**GIVEN TASK**: Return verbatim the run of lines that opens with the line holding "In this photo, where can the dslr" and closes with the last line of the records.

(A run of records)
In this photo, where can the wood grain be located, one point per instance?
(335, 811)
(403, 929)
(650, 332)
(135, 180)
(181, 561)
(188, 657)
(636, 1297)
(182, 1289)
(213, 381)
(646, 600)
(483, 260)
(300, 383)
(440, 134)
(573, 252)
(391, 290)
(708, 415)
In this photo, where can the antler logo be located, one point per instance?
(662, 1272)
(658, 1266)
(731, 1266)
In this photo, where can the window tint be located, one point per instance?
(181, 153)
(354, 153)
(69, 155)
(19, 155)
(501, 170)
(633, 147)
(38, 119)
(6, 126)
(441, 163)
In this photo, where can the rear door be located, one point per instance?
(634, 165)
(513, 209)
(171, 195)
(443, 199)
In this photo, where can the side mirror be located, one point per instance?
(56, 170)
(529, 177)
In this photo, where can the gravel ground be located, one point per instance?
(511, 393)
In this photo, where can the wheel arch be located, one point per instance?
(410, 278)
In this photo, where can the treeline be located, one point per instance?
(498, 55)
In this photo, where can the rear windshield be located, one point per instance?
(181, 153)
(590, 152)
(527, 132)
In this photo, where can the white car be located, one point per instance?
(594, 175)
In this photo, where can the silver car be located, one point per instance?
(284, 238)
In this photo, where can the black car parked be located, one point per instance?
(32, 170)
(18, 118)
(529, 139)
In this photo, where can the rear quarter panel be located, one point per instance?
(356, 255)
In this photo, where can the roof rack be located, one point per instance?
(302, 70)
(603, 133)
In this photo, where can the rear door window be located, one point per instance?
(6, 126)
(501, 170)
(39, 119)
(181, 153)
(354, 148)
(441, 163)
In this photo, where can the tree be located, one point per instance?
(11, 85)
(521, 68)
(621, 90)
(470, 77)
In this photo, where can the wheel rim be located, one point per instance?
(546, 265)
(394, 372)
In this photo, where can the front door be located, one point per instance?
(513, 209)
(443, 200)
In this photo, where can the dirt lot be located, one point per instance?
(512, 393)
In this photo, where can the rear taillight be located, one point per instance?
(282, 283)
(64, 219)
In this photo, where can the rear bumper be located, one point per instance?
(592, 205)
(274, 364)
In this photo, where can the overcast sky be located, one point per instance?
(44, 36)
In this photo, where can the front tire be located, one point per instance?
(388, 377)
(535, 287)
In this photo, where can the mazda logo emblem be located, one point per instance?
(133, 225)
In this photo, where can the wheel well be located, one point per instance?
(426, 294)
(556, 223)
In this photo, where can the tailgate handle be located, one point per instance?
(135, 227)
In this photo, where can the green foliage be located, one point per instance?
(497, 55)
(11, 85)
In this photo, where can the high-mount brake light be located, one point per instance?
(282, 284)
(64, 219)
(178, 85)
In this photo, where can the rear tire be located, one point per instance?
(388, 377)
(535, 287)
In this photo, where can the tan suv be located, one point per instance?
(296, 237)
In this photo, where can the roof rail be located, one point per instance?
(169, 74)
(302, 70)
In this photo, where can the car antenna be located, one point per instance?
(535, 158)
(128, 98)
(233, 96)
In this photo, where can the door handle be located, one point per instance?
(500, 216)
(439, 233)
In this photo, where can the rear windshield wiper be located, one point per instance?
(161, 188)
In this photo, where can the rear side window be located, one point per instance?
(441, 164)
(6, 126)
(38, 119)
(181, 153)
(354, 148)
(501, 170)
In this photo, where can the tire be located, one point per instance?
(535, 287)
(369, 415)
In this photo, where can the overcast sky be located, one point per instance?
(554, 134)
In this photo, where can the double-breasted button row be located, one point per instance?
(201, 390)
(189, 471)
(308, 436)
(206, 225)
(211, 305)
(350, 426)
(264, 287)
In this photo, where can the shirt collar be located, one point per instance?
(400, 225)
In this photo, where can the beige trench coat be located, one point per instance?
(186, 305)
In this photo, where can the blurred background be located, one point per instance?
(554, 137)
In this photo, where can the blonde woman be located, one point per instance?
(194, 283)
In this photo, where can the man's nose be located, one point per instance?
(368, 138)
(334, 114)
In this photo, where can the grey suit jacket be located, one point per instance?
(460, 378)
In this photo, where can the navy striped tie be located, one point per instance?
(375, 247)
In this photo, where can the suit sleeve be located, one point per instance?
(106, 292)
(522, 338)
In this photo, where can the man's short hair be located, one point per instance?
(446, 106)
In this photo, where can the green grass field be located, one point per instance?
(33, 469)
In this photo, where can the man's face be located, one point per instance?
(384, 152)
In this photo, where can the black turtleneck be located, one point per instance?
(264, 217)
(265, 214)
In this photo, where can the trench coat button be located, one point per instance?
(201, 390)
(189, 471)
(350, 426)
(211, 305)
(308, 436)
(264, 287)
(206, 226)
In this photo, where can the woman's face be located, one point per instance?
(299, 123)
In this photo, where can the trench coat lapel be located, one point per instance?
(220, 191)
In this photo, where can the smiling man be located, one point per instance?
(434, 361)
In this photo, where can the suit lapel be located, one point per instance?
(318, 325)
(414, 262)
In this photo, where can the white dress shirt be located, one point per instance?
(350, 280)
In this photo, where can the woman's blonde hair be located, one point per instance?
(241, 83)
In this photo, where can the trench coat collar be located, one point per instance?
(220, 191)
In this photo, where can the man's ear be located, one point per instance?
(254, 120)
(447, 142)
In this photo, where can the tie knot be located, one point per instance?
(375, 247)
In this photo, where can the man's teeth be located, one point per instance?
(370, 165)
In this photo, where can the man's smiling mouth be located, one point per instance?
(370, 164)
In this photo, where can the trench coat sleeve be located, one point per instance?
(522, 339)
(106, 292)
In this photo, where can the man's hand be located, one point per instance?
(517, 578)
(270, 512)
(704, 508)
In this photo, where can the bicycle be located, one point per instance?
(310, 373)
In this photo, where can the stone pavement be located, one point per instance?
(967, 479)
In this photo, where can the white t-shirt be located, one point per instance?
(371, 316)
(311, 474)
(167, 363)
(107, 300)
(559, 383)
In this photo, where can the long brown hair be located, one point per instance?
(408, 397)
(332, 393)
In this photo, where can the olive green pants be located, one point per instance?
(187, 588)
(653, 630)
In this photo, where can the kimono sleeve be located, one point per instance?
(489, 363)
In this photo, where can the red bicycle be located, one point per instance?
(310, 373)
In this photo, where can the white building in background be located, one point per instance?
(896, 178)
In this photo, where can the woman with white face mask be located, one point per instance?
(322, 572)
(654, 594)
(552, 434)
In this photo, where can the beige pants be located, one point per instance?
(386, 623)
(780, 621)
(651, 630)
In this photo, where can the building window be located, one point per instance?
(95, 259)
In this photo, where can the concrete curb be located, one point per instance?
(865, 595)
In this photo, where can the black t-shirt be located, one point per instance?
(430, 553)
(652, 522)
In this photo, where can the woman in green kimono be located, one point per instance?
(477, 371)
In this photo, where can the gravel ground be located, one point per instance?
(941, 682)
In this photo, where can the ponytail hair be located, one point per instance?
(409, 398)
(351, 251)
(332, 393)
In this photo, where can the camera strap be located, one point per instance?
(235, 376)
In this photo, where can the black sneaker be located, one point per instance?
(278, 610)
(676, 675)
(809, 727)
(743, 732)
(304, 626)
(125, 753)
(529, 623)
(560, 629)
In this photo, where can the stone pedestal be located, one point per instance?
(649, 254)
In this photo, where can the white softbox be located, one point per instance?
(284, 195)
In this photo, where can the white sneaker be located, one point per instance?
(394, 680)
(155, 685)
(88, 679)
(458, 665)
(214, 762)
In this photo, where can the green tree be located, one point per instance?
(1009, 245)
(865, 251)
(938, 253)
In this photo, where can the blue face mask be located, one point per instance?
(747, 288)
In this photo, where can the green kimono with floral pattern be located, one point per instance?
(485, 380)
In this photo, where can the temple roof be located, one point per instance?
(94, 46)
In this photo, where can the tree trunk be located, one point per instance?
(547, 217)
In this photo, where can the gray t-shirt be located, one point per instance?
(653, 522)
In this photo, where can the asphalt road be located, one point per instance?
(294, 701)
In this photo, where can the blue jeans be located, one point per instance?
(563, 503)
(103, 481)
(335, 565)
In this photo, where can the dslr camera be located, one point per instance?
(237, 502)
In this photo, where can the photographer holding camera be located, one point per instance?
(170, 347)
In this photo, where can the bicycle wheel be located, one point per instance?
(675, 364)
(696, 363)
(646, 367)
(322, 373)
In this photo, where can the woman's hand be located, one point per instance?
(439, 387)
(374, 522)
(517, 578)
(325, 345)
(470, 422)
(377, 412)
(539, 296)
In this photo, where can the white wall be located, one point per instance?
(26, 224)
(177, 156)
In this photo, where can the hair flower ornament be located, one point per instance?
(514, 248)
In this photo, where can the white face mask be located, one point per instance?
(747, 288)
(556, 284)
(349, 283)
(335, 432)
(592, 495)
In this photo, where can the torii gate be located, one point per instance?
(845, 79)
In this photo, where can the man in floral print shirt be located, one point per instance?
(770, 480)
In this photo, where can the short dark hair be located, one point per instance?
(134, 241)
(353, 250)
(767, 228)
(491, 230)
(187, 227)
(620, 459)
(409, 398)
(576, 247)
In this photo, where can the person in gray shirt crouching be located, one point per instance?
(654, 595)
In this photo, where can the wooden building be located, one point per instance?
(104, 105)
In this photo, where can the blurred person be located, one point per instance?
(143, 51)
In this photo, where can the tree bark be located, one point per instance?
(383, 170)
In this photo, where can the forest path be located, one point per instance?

**THE COMPLETED TASK**:
In this photo, where can the dslr camera be located, one point per instance?
(237, 502)
In this photo, where can the photographer holding camera be located, one point per instance?
(170, 347)
In this photo, where can the bicycle wheel be located, one point per instance?
(675, 364)
(696, 363)
(646, 367)
(322, 373)
In this photo, where can the woman's hand be located, one point per instance?
(439, 387)
(374, 522)
(517, 578)
(325, 345)
(470, 422)
(377, 412)
(539, 296)
In this photo, where can the white wall be located, one point per instance?
(26, 224)
(177, 156)
In this photo, where can the hair flower ornament be located, one point per instance?
(514, 248)
In this photo, where can the white face mask be located, one point per instance?
(747, 288)
(556, 284)
(349, 283)
(335, 432)
(592, 495)
In this photo, where can the torii gate be located, one point per instance?
(845, 79)
In this photo, where can the man in floral print shirt be located, one point per instance?
(770, 480)
In this photo, where can the short dark hair be located, one point per instance?
(134, 241)
(353, 250)
(767, 228)
(491, 230)
(187, 227)
(620, 459)
(409, 398)
(576, 247)
In this photo, where can the person in gray shirt crouching be located, one point per instance?
(654, 595)
In this photo, where can the wooden building be located, one point per instance?
(104, 105)
In this photo, where can the blurred person be located, one point per instance?
(143, 51)
In this photo, where can the tree bark be located, one point per instance?
(383, 170)
In this photo, where can the forest path be located, one point per instance?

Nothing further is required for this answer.